* WHAT IS EXPECTED *
Output the lines of the listing below, from the line containing "Practice. For this step, pick out the blue bottle" through the line containing "point(449, 248)", as a JSON list of strings with one string per line and blank lines omitted.

Entries from a point annotation set:
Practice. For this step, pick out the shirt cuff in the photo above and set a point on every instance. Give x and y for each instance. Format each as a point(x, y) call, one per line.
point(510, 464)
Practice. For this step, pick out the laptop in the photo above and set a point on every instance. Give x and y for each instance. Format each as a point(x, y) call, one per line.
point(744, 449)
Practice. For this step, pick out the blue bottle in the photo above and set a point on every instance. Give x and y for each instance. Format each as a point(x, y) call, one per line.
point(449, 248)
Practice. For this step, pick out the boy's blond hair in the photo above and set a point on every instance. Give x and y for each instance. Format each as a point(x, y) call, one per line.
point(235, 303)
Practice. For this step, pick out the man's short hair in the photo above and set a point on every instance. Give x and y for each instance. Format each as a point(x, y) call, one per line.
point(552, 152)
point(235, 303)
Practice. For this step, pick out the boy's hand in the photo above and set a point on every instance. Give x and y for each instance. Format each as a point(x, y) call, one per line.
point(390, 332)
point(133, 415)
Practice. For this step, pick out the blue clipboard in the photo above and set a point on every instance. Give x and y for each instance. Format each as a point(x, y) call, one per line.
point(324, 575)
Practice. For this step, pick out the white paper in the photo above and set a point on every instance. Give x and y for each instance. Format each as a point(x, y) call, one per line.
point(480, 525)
* * *
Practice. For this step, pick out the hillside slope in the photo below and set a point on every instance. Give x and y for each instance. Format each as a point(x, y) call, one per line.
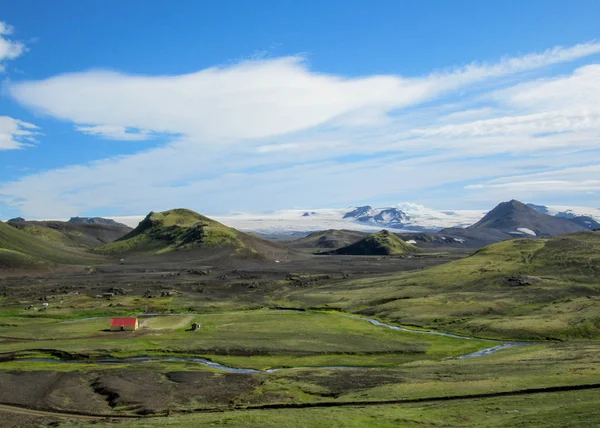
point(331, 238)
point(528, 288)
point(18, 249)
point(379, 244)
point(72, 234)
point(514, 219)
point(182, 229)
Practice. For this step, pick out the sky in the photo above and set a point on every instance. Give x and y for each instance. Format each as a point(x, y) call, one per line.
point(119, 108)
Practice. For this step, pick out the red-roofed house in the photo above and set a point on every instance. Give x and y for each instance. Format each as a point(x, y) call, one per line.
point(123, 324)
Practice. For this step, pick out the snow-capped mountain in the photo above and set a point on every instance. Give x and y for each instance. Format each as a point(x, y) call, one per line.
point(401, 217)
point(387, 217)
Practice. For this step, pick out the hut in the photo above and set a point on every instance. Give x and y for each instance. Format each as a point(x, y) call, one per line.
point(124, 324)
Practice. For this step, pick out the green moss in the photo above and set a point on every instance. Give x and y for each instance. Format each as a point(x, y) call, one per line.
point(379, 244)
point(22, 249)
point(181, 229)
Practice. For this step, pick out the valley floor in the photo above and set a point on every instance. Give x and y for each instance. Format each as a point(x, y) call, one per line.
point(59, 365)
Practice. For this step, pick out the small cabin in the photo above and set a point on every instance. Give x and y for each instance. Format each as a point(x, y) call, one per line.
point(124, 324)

* TASK RESPONSE *
[
  "Practice. For this step, pick out the blue bottle in the photo above and set a point on every instance. Give x and y for each instance. Format each as a point(x, y) call, one per line.",
  "point(449, 248)"
]